-- Opening Marker --

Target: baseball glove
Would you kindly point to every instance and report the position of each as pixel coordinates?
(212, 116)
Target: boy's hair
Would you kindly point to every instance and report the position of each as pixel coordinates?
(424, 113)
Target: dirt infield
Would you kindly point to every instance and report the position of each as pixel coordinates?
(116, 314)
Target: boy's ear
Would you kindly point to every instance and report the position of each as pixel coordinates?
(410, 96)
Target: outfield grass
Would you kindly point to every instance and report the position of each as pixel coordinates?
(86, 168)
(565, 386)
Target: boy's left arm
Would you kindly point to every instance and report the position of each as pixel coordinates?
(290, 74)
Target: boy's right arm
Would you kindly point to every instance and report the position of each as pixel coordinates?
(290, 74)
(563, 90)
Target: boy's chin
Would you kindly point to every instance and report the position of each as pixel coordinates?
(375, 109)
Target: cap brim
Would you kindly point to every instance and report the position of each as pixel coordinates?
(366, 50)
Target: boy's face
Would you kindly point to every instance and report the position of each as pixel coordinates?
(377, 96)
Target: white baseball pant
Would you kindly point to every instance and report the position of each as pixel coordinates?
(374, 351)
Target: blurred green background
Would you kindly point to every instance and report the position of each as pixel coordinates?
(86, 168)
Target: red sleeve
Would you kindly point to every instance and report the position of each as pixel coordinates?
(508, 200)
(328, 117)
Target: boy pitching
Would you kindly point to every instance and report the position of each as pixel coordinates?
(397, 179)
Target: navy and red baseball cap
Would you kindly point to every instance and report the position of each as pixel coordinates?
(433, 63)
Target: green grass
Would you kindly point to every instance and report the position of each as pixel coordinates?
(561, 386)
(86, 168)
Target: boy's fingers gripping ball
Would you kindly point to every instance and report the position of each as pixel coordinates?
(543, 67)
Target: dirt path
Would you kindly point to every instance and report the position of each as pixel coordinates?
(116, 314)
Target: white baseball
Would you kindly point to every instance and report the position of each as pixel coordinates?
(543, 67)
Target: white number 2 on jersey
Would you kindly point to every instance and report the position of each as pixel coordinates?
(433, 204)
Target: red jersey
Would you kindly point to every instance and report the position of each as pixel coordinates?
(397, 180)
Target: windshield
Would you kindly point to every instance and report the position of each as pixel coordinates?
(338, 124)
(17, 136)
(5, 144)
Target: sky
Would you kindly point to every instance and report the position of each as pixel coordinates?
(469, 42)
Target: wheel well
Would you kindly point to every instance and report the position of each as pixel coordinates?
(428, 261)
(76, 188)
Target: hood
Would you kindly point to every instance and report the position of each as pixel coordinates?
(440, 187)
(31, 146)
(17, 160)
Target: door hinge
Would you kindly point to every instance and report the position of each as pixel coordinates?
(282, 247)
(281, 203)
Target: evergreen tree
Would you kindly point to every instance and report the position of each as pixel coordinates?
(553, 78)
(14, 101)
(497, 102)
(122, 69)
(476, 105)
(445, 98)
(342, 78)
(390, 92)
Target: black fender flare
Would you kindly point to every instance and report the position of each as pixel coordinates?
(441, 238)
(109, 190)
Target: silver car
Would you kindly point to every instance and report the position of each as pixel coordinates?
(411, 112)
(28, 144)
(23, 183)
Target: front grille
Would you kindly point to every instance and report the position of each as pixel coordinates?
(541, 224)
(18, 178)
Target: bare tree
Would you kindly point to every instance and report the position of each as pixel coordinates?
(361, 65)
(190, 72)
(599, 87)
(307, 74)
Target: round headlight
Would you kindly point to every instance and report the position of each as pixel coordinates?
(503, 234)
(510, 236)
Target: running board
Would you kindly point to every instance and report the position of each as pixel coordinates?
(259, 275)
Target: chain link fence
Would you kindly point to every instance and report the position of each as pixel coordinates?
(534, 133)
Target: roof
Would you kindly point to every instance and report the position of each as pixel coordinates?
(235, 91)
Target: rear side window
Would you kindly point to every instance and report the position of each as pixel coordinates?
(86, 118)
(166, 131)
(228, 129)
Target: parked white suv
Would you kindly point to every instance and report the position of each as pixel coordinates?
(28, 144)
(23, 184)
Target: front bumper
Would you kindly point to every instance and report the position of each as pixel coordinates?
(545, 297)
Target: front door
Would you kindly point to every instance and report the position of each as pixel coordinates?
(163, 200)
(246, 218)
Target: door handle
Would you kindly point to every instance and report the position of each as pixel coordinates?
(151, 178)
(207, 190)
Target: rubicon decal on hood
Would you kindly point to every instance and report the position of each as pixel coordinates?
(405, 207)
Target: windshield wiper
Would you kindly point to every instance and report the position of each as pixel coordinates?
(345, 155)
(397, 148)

-- Closing Marker --

Across the records above, return every line that contains the word "windshield".

Target: windshield
Target: windshield wiper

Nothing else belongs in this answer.